-- Work request --
Whenever a line in the data contains "meadow", show that line.
★ ★ ★ ★
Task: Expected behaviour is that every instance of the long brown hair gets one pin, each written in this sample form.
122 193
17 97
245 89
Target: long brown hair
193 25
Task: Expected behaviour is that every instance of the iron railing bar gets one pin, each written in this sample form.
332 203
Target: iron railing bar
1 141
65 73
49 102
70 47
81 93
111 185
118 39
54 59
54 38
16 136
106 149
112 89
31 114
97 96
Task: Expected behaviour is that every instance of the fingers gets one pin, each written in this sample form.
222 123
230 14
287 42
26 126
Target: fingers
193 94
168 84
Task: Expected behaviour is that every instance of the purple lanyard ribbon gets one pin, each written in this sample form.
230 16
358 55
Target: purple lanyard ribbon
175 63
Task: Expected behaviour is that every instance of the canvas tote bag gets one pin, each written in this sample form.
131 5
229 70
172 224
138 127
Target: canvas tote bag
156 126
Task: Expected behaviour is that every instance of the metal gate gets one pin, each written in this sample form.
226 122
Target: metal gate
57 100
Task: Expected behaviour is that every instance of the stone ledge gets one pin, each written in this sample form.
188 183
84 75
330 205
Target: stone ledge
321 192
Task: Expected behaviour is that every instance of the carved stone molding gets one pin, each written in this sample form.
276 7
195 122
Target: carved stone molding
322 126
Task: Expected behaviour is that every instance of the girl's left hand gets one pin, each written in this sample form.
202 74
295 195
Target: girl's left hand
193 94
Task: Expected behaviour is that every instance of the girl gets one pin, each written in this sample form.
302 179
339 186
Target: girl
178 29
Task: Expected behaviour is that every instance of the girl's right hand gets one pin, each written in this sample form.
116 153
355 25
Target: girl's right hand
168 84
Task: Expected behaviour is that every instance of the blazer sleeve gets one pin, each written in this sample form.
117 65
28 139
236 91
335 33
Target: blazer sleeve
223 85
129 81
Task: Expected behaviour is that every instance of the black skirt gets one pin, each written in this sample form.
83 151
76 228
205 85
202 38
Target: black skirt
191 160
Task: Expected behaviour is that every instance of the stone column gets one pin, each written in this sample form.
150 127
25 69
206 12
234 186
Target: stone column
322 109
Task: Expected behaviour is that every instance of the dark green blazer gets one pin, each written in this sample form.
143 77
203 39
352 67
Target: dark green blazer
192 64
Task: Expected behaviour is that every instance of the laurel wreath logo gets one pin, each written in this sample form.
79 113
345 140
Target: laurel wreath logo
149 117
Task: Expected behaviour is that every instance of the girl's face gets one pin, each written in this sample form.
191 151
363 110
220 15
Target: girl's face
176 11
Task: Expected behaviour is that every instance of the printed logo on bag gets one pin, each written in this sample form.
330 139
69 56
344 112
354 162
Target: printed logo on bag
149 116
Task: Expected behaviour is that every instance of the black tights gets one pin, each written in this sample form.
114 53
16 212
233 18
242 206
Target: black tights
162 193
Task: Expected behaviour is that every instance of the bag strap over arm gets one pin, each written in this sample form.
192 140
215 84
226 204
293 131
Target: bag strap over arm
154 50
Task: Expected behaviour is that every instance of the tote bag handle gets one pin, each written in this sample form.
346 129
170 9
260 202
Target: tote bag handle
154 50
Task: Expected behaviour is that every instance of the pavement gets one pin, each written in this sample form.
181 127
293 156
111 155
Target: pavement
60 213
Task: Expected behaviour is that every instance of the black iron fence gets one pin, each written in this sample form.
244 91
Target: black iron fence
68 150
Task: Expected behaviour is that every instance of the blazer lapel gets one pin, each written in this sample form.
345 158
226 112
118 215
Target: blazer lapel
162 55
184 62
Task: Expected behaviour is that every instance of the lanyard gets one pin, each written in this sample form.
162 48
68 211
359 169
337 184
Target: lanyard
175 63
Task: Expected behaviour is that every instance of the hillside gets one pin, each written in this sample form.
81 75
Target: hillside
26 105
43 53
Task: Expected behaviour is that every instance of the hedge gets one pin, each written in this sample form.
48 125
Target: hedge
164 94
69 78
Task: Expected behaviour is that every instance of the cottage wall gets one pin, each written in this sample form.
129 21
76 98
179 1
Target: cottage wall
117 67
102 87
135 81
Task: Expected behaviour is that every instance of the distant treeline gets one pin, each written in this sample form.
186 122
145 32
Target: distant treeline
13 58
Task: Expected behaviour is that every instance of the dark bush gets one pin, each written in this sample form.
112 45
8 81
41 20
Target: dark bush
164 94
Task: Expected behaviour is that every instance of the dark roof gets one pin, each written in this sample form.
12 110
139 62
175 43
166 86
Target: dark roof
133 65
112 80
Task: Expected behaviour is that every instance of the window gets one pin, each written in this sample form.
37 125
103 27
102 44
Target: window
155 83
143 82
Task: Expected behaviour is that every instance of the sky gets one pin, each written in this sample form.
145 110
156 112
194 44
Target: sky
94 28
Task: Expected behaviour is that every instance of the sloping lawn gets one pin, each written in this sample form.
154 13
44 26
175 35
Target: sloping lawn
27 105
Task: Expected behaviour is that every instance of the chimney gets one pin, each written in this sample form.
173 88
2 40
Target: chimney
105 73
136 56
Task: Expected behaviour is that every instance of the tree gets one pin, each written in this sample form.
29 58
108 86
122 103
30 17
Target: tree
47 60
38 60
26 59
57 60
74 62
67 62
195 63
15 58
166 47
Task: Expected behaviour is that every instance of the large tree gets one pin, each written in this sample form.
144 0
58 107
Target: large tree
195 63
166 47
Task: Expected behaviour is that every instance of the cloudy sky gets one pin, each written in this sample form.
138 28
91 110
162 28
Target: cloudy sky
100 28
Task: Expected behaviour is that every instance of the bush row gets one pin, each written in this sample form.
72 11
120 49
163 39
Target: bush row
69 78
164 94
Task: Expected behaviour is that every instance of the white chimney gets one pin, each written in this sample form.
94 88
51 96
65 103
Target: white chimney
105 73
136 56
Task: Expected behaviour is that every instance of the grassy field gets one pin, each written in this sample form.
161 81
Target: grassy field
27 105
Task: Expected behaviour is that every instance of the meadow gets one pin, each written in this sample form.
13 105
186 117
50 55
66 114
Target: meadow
★ ★ ★ ★
-- Reply to the task --
Task: Expected behaviour is that every instance of the meadow gets one pin, each written in this sample form.
Target: meadow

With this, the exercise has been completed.